- _Exercise text_:

.....

For movie metadata specifically, the practical quality ranking is:
text-embedding-3-large ≈ voyage-3-large
> text-embedding-3-small ≈ voyage-3
> mxbai-embed-large > bge-large > nomic-embed
> mpnet > MiniLM
The gaps narrow as you go right. The biggest single jump is MiniLM → text-embedding-3-small. Past that, you're paying real money for real diminishing returns.
"Higher dim is always better" is a myth
| Dim | What it captures |
|---|---|
| 384 (MiniLM) | Broad themes well. Loses nuance on long, dense descriptions. |
| 768 (nomic / mpnet) | Sweet spot for self-hosted. Distinguishes prestige drama from lit-adaptation drama, neo-noir from straight noir. |
| 1536 (OpenAI -small) | Noticeably sharper on subtle differences. Best practical quality/cost ratio. |
| 3072 (OpenAI -large) | Marginal returns over 1536d for our content type. Mostly matters in academic benchmarks. |
Higher dimensions = bigger storage + slower queries. Not always worth it.

.....

- _Supplied data_:
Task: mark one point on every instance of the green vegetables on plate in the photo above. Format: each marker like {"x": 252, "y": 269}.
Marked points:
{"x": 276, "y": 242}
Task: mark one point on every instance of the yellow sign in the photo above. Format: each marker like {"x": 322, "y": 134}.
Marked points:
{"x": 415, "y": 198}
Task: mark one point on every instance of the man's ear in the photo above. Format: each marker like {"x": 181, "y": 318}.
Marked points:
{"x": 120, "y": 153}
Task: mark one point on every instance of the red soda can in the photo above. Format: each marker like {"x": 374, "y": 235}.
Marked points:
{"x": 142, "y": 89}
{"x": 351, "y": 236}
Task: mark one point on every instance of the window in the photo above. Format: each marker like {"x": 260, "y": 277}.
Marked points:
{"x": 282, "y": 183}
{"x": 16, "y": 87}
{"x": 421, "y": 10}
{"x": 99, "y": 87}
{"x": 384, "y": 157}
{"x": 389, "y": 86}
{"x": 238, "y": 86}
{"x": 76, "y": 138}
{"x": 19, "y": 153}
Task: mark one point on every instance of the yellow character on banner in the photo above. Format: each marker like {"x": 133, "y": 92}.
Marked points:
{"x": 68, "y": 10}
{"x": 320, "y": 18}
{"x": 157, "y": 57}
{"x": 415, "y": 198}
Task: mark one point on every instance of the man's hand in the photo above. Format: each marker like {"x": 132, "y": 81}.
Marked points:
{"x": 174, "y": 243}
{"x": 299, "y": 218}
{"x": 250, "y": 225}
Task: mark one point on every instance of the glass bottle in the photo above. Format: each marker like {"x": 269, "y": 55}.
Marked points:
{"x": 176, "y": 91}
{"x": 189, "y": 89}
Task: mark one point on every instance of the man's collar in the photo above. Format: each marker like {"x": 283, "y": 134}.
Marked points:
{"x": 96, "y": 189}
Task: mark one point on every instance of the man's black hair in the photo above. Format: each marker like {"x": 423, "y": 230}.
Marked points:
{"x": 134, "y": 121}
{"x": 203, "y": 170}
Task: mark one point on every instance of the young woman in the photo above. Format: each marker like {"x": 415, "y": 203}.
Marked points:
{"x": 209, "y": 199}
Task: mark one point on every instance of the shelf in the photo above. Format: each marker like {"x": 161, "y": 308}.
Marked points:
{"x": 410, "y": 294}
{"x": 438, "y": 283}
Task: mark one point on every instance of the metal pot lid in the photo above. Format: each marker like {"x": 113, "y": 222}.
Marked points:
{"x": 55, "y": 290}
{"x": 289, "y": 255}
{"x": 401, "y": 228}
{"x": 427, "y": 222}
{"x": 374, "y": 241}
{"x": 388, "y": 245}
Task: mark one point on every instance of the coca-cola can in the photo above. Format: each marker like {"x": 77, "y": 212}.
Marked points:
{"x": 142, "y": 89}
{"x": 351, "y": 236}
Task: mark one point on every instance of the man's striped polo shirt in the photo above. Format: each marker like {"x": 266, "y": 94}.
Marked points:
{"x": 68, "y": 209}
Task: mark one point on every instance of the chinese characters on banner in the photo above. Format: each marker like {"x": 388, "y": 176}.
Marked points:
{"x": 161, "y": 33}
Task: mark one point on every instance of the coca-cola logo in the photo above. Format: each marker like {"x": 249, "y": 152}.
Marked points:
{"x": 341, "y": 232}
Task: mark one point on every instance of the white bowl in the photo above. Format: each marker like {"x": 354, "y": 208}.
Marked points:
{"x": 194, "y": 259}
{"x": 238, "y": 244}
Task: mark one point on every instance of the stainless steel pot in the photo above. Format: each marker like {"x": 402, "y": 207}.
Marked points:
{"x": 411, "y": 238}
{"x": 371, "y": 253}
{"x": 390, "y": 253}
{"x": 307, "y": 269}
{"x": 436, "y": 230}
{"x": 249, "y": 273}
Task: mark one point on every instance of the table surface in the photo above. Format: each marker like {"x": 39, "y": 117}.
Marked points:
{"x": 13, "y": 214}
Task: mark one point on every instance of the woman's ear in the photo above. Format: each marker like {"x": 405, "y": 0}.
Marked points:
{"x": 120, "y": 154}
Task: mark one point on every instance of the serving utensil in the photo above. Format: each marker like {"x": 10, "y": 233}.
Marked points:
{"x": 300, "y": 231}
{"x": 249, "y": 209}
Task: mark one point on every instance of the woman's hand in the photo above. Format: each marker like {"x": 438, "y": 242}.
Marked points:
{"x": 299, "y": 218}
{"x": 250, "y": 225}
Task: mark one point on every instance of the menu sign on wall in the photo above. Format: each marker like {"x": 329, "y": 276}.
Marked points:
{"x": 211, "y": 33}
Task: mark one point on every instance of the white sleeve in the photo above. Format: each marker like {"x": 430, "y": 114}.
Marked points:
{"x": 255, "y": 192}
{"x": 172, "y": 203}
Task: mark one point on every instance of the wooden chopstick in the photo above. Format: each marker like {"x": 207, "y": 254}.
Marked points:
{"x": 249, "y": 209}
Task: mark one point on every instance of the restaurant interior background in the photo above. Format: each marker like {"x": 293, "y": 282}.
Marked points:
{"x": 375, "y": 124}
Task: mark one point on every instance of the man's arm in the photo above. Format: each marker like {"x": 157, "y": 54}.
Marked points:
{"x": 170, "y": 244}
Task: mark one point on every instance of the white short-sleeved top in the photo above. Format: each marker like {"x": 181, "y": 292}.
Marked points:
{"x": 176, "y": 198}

.....

- _Complete the following_:
1. Write out the embedding-model text between "For movie metadata" and "real diminishing returns.", inclusive.
2. Answer these questions from the embedding-model text:
(a) Which dimension does it call the sweet spot for self-hosted models?
(b) What does it name as the biggest single jump in quality?
(c) What two costs come with higher dimensions?
The lines come from a source separate from the embedding-model text.

- _Task-by-task answers_:
1.
For movie metadata specifically, the practical quality ranking is:
text-embedding-3-large ≈ voyage-3-large
> text-embedding-3-small ≈ voyage-3
> mxbai-embed-large > bge-large > nomic-embed
> mpnet > MiniLM
The gaps narrow as you go right. The biggest single jump is MiniLM → text-embedding-3-small. Past that, you're paying real money for real diminishing returns.

2.
(a) 768 (nomic / mpnet)
(b) MiniLM → text-embedding-3-small
(c) Bigger storage and slower queries